§ **Available data**:

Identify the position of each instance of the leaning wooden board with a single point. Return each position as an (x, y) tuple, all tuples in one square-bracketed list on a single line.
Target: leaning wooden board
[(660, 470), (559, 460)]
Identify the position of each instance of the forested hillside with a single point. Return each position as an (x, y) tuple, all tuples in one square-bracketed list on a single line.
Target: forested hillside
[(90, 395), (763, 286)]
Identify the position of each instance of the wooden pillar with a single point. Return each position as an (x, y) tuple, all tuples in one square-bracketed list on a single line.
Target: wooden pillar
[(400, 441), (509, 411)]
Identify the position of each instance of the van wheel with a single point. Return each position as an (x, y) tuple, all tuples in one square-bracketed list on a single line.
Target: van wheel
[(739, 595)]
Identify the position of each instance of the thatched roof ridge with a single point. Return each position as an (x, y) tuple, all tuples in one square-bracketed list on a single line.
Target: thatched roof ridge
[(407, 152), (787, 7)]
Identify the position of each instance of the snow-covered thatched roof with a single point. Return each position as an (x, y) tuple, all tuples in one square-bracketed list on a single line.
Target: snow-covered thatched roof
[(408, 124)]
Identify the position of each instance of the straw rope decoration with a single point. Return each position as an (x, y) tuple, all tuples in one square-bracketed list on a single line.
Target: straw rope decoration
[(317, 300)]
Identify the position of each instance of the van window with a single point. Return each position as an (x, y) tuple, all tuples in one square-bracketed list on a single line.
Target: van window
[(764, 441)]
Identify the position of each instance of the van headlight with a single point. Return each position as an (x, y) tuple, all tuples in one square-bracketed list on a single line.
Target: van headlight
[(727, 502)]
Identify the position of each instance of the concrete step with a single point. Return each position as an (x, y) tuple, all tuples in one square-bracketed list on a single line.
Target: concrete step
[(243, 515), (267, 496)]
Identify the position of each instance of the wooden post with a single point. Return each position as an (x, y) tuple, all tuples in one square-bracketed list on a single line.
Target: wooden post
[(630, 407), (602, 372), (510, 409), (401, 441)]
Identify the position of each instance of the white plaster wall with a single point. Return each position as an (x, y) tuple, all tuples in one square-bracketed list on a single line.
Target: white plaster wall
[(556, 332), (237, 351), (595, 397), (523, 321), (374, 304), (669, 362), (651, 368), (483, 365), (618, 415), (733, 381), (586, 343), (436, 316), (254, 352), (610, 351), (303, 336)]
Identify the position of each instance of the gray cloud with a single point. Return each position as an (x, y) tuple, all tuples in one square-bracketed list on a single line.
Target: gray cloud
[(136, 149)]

§ **Work request**: The response should reproduce every entry above exactly.

§ **The answer**:
Identify the position of each instance of the leaning wooden board with a single point. Return each position as an (x, y) tuple, all tuples in one square-bracketed list on a single line.
Target: leaning wooden board
[(660, 470), (559, 460)]
Identify the position of each instance of the forested hillside with a single point. Return each position as an (x, y) tuple, all tuples in one square-bracketed list on a single line.
Target: forested hillside
[(90, 395), (763, 286)]
Identify the position of each instance of the wooden pillar with a single point. Return each position as an (x, y) tuple, all tuples in one square-bracketed list on a single line.
Target: wooden pillar
[(400, 441), (509, 411)]
Identify the position of each instance of the van wheel with a single point. Return each position as an (x, y) tuple, all tuples in one square-bracketed list on a single line.
Target: van wheel
[(739, 595)]
Identify the position of each instance of the thatched roof ridge with a single point. Return each position as an (x, y) tuple, all tuples in one square-bracketed list on a single line.
Target: thatched roof ridge
[(407, 152), (787, 7)]
Identify the position of each instance of the snow-covered thatched roof with a single point. Return each position as an (x, y) tuple, all tuples in one square-bracketed list on a single line.
Target: snow-covered thatched roof
[(408, 124)]
Identify the position of each instance of the straw rope decoration with a single point. Return each position as an (x, y) tuple, all tuples in one square-bracketed list on a single line.
Target: straw rope decoration
[(317, 300)]
Identify the position of each instance of the van window with a single point. Return each position as an (x, y) tuple, all tuples in one square-bracketed list on a single line.
Target: van window
[(764, 441)]
Identify the position of each instance of the van headlight with a single point. Return each position as an (x, y) tuple, all tuples in one square-bracketed list on a single line.
Target: van headlight
[(727, 502)]
Identify the position of each instance of the concrete step with a single point. Return each position as an (x, y) tuple, all tuples in one square-bracketed list on a single line.
Target: concrete step
[(243, 515), (267, 496)]
Identify the position of each instance of the wooden post with a single point. Return each position as an (x, y) tuple, all tuples in one square-bracketed list on a single line.
Target: wooden post
[(630, 407), (602, 372), (510, 409), (401, 441)]
Identify the position of each instance of the white plaster wall with a single point. Return each position as an (x, y) tuple, all tuples in one square-bracketed list on a single line.
Target: white plaster wall
[(556, 332), (237, 351), (595, 397), (523, 321), (374, 304), (669, 362), (651, 368), (483, 365), (618, 415), (733, 381), (586, 343), (436, 316), (254, 352), (610, 351), (303, 336)]
Identify the position of each instance of the gray cloud with a single point. Return each position as an (x, y) tuple, all tuples in one square-bracketed list on a single line.
Target: gray cloud
[(136, 149)]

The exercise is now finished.